▶ [Task instructions]:
Search the listing below for the string "small" and copy every line where it occurs.

++++ Records for processing ++++

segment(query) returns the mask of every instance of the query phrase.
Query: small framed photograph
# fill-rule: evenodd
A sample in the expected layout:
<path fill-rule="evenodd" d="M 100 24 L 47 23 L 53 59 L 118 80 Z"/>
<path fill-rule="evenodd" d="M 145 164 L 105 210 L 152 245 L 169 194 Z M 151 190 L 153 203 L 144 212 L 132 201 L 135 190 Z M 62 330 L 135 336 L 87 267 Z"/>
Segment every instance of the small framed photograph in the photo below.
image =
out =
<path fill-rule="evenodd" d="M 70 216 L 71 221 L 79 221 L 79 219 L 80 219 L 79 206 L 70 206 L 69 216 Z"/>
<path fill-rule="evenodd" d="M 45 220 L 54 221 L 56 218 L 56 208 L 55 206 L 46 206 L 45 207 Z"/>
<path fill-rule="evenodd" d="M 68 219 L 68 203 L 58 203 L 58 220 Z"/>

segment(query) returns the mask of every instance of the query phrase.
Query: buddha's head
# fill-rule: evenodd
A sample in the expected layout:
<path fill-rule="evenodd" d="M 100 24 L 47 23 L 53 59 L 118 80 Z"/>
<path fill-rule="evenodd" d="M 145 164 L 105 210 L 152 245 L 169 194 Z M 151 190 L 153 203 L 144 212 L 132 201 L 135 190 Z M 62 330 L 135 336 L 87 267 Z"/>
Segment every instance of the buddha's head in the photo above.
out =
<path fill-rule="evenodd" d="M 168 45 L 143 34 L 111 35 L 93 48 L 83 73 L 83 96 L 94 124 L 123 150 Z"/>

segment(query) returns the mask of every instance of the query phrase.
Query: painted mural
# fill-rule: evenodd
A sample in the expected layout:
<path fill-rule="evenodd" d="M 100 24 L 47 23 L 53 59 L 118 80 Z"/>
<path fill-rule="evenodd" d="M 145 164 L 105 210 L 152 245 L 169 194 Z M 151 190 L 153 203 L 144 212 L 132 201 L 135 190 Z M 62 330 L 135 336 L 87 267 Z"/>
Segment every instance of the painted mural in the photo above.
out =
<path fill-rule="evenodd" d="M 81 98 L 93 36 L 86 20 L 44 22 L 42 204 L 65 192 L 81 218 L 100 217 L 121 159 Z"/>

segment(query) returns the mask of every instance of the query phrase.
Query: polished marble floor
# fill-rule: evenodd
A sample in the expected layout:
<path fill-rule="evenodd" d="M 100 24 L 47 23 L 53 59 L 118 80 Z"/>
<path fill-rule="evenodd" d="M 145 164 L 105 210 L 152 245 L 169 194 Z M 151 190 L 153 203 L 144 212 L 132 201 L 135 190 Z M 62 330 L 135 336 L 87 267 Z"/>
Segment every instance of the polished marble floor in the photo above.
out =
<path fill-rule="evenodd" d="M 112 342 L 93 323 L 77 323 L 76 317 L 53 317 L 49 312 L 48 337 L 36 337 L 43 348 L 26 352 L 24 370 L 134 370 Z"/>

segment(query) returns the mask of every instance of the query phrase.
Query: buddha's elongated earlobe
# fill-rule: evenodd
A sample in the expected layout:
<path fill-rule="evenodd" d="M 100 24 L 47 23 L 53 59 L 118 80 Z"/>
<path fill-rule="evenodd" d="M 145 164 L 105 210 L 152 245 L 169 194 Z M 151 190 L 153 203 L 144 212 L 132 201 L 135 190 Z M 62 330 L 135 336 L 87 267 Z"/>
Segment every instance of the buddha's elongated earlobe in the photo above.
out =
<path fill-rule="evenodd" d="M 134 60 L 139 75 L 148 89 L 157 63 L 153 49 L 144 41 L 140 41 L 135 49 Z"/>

++++

▶ [Output]:
Query: small framed photograph
Segment every instance of the small framed photograph in the photo below.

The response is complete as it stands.